> _What the task requires_
What lines in the entries below contain the word "cutting"? Copy all of them.

(Source records)
######

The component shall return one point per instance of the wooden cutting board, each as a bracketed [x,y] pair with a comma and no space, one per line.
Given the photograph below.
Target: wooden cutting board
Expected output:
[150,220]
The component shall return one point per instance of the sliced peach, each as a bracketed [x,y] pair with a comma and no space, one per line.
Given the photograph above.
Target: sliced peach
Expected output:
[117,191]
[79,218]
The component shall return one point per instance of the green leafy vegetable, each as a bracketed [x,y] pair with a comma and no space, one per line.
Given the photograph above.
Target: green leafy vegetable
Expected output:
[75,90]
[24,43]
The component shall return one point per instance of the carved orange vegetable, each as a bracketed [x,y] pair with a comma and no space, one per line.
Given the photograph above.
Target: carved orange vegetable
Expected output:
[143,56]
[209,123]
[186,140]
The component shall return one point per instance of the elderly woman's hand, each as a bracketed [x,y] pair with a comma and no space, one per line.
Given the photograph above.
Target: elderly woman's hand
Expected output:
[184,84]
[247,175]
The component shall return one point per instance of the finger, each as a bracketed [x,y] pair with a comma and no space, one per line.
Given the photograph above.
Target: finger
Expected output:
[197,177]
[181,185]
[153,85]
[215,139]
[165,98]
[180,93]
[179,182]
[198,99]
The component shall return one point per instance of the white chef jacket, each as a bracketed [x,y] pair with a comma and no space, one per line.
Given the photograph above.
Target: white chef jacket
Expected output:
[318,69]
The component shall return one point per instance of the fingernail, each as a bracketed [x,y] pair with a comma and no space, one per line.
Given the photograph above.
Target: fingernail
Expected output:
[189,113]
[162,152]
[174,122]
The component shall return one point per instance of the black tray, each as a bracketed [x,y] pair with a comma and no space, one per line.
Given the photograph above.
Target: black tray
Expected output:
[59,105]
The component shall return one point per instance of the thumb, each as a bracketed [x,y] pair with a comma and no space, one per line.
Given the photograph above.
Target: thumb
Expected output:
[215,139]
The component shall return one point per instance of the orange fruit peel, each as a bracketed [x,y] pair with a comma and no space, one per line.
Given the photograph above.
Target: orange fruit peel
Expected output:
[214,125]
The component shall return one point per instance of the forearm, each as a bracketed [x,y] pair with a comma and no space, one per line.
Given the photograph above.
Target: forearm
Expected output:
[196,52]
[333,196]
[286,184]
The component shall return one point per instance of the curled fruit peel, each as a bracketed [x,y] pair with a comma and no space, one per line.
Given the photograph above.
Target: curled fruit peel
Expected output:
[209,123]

######

> _Solved problem_
The component shall return one point per instance of the wooden cutting board, each as a bracketed [x,y] pair with a comma and no space, one per line.
Target: wooden cutting board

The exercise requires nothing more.